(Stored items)

_____

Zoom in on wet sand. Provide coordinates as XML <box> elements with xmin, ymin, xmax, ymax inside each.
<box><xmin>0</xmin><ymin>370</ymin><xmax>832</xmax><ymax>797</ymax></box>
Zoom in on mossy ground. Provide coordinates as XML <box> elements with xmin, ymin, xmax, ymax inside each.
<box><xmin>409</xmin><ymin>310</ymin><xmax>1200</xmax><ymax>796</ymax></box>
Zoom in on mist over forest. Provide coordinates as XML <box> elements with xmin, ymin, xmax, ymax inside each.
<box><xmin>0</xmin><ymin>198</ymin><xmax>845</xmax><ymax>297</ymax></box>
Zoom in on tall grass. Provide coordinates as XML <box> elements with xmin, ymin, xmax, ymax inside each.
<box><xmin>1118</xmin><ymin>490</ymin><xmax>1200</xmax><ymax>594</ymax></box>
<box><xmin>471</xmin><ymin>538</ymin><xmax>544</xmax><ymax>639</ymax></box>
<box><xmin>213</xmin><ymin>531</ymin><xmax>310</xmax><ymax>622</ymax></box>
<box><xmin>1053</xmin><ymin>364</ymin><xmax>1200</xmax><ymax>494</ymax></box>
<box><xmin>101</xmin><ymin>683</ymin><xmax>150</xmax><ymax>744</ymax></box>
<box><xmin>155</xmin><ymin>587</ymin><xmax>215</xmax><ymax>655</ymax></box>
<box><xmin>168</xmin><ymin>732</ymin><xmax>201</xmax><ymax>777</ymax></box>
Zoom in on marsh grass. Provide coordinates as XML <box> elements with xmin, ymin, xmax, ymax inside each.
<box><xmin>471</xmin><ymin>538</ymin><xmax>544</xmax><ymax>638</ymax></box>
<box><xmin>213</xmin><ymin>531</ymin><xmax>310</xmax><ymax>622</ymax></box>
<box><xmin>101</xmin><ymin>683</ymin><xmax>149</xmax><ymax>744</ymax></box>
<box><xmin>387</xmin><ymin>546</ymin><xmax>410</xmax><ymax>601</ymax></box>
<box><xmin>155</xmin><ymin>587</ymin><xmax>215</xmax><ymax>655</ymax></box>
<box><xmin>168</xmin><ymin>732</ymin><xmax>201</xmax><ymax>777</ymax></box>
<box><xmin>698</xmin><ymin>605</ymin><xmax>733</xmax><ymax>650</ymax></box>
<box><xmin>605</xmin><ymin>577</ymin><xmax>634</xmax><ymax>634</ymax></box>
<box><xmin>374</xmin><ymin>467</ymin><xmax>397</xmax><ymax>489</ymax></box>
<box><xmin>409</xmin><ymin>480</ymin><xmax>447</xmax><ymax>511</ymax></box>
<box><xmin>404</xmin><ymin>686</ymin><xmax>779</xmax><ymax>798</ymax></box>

_____

Could you type out every entry again exactly as it stands?

• PROBLEM SOLUTION:
Zoom in on wet sand. Provide coordinates as XML <box> elements with xmin, ymin, xmax, ymax inside each.
<box><xmin>0</xmin><ymin>370</ymin><xmax>832</xmax><ymax>797</ymax></box>
Zoom in on mossy ground. Provide coordinates as XML <box> elements with xmin, ymin, xmax, ymax inside each.
<box><xmin>409</xmin><ymin>310</ymin><xmax>1200</xmax><ymax>796</ymax></box>
Zoom in on mist over forest. Provide coordinates as XML <box> elements with xmin, ymin, xmax, ymax inside each.
<box><xmin>0</xmin><ymin>198</ymin><xmax>845</xmax><ymax>297</ymax></box>
Zoom in on tall grass. Provide coordinates as XML <box> elements with xmin, ymin, xmax, ymax inside each.
<box><xmin>1118</xmin><ymin>490</ymin><xmax>1200</xmax><ymax>594</ymax></box>
<box><xmin>471</xmin><ymin>538</ymin><xmax>544</xmax><ymax>639</ymax></box>
<box><xmin>213</xmin><ymin>531</ymin><xmax>310</xmax><ymax>622</ymax></box>
<box><xmin>1053</xmin><ymin>364</ymin><xmax>1200</xmax><ymax>494</ymax></box>
<box><xmin>101</xmin><ymin>683</ymin><xmax>150</xmax><ymax>744</ymax></box>
<box><xmin>155</xmin><ymin>587</ymin><xmax>215</xmax><ymax>655</ymax></box>
<box><xmin>168</xmin><ymin>732</ymin><xmax>201</xmax><ymax>777</ymax></box>
Zoom in on marsh grass. Provide coordinates as XML <box> elements with xmin, ymin, xmax, ymax inside each.
<box><xmin>471</xmin><ymin>538</ymin><xmax>544</xmax><ymax>638</ymax></box>
<box><xmin>213</xmin><ymin>531</ymin><xmax>310</xmax><ymax>622</ymax></box>
<box><xmin>101</xmin><ymin>683</ymin><xmax>149</xmax><ymax>744</ymax></box>
<box><xmin>387</xmin><ymin>546</ymin><xmax>410</xmax><ymax>601</ymax></box>
<box><xmin>155</xmin><ymin>587</ymin><xmax>215</xmax><ymax>655</ymax></box>
<box><xmin>168</xmin><ymin>732</ymin><xmax>201</xmax><ymax>777</ymax></box>
<box><xmin>698</xmin><ymin>605</ymin><xmax>733</xmax><ymax>650</ymax></box>
<box><xmin>605</xmin><ymin>577</ymin><xmax>634</xmax><ymax>634</ymax></box>
<box><xmin>374</xmin><ymin>467</ymin><xmax>397</xmax><ymax>489</ymax></box>
<box><xmin>409</xmin><ymin>480</ymin><xmax>447</xmax><ymax>511</ymax></box>
<box><xmin>404</xmin><ymin>686</ymin><xmax>779</xmax><ymax>798</ymax></box>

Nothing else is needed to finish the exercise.